[Data for the task Boundary: Start]
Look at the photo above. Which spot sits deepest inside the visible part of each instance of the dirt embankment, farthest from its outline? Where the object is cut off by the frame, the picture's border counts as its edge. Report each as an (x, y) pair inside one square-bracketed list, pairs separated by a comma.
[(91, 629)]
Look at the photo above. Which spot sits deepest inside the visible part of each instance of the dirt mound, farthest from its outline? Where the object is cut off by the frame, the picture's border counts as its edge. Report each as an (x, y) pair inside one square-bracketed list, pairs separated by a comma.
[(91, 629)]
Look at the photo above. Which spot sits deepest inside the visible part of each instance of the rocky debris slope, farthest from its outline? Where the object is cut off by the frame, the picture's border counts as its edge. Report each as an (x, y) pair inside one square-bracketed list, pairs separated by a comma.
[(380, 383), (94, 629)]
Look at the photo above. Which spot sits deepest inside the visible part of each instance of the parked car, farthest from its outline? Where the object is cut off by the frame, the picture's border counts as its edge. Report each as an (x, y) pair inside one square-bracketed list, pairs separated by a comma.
[Data for the task Boundary: End]
◆ Action item ◆
The answer is every entry, repeated word for word.

◆ Result of the task ◆
Look at the photo above. Which spot sits deepest inside the visible part of each instance of the dirt embankment, farthest from its outline? Where the object is cut off by the frame, the picture's border counts as its edge. Report each as an (x, y) pair inside one square-bracketed list, pairs separated by a comma.
[(91, 629)]
Look at the photo above. Which spot sits deepest inside the visible part of each instance of the dirt mound, farthest from its outline? Where the object is cut off by the frame, the picture's border counts as its edge. Report each as an (x, y) pair inside one square-bracketed list, pairs separated by a comma.
[(91, 629)]
Look at the photo above. Which spot sits deepest inside the visible part of each instance of the rocky debris slope, farthest from its outline? Where the object is cut off by the frame, the picture's border counts as its edge. Report each as an (x, y) pair inside one square-bracketed list, pairs separated by a comma.
[(380, 383), (94, 629)]
Look at the photo above. Which spot sits deepest inside the visible part of each instance of the parked car, farthest from its outline? Where the object is cut off by the frame, the picture's border counts as its edge. Report each as an (x, y) pair inside one square-bracketed list, pairs separated by a comma.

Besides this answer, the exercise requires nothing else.